■ **Document section**:

September 9, 2012 § Leave a comment

Our program this month brings together a leading researcher on addictive behavior with a songwriter and singer addicted to making music. Music draws us in, gives us a spiritual high, and so does science. But is that just loose talk, or does our dependence on music –those earbuds!– have a kinship to much more destructive substance abuse?

Come hear Carl Hart from Columbia University talk of his forthcoming book and his work on methamphetamine. Dorian Devins comes to us from, of course, Hell’s Kitchen – hear her every Friday at the Linc on W. 42nd — to bring us her remarkable new jazz songs. She will feature music from her forthcoming album, The Procrastinator.


June 10, 2012 § Leave a comment


Even your brain doesn’t have the capacity to process everything in the environment simultaneously! The brain’s solution to this problem is to select from the environment things to process, and to filter out other things, so as not to waste brain energy on them. This filtering process is called attention.

Michael E. Goldberg, David Mahoney Professor of Brain and Behavior at Columbia University, and Ellen K. Levy, an artist and educator at the Institute for Doctoral Studies in the Visual Arts who has long visualized interconnections between art and scientific investigations, will describe the art and science of attention – how the brain organizes attention and how the artist uses it to shape what the viewer looks at and thinks about.

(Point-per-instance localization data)

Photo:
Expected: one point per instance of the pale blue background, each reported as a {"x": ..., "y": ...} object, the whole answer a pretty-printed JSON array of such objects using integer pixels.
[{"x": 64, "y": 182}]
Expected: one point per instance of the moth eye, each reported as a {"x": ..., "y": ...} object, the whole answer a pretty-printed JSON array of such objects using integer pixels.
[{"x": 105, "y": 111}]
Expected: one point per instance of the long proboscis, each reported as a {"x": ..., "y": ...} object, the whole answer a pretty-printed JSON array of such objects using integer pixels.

■ **What to work on**:
(1) Reproduce the part of the program announcements that opens with the words containing "Come hear Carl" and closes with "album, The Procrastinator.".
(2) Carry on the program announcements from the point where they stop.

■ **Task responses**:
(1)
Come hear Carl Hart from Columbia University talk of his forthcoming book and his work on methamphetamine. Dorian Devins comes to us from, of course, Hell’s Kitchen – hear her every Friday at the Linc on W. 42nd — to bring us her remarkable new jazz songs. She will feature music from her forthcoming album, The Procrastinator.

(2)
Goldberg will explore the trajectory of his original experiments on the cerebral cortex demonstrating how the brain creates a priority map of the world by integrating topdown and bottom up signals. Levy will expand on their collaboration, which led her to conduct a mischievous experiment, involving inattention blindness and 3-Card Monte in several galleries that functioned as atypical ‘laboratories’ for exploring the realm of human behavior.


May 13, 2012 § Leave a comment


So, a particle physicist and a singer-songwriter walk into a club in the West Village… and it’s no joke!

For at its heart, the physical world is a musical world. From the vibrations of a guitar string to the sunlight that sweeps away the dark, and even as far as the notorious Higgs boson, our universe is awash in waves.

Professor Matt Strassler, host of the website “Of Particular Significance”, and Andrea Wittgens, “silver-tongued” singer-songwriter-pianist, join forces to reflect on these notions from perspectives scientific, sonic and poetic.

They’ll sing us tales of the unknown, turn the volume down to the quantum level, shine photons on the mysterious particles of nature, and have fun doing it! And you’ll leave knowing why the grandest of all musical instruments is the universe itself.


April 8, 2012 § Leave a comment


In the early 1970’s, John Adams began to write music that combined his interest in American popular music, the classics, and electronics. Inspired by the waveform transformation that occurs in a modulating circuit, Adams set out to write music “as if the piano was a generator of waveforms,” by using loops, phasing, and algorithmic devices. Pianist Jeff Lankov will perform Adams’ first exploration into minimalism, the revolutionary Phrygian Gates; as well as his “manic, bipolar scherzo,”American Berserk.

Waves are at the heart of what Ken Perlin does. Ken, who directs the NYU Games for Learning Institute, is an Academy Award winning computer scientist at NYU’s Media Research Laboratory who has created a goodly number of the techniques used in today’s cinema. His interests include animation with personality, realistic textures, and educational computer games. For this event, he will be creating original graphically animated work inspired by Jeff’s interpretation of John Adams’ music.